* **What to do**: Across the listing below, count the lines holding "fist". State the number and nothing more.

* **Given data**:
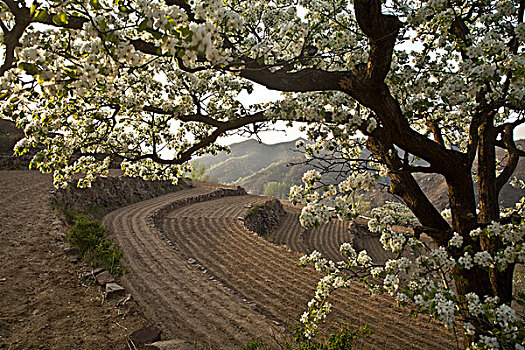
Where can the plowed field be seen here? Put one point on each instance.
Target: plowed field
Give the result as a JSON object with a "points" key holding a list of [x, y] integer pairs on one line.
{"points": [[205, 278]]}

...

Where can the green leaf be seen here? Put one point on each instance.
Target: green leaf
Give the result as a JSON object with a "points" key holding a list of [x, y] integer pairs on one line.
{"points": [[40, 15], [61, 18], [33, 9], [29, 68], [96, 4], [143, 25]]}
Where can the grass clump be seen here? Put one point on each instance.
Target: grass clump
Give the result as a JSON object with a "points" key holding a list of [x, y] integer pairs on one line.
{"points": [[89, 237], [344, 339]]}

* * *

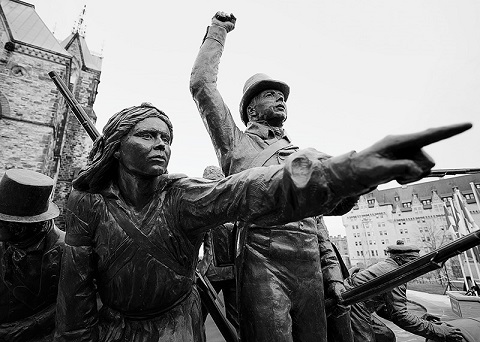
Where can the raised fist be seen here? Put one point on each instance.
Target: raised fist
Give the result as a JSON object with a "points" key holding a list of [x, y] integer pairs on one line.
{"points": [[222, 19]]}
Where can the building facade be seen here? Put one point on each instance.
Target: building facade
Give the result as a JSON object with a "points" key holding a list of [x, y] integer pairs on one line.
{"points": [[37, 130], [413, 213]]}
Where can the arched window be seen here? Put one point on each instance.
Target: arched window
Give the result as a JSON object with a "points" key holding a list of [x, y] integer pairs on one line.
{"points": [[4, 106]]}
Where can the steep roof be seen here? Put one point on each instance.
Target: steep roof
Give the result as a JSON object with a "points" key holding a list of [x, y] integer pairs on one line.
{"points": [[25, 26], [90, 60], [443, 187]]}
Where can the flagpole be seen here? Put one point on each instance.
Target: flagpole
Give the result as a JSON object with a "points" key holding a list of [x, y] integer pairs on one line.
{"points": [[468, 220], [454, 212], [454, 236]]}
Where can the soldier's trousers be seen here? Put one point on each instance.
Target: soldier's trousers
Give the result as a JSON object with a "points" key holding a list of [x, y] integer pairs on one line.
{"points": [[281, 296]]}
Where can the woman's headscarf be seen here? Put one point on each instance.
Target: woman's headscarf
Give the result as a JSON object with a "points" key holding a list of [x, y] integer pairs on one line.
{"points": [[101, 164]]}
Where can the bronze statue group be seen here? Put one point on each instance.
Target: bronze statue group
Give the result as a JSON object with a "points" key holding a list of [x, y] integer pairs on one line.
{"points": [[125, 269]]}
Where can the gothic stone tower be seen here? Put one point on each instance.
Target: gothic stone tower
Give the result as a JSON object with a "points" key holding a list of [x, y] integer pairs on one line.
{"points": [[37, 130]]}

* **The completed task**: 2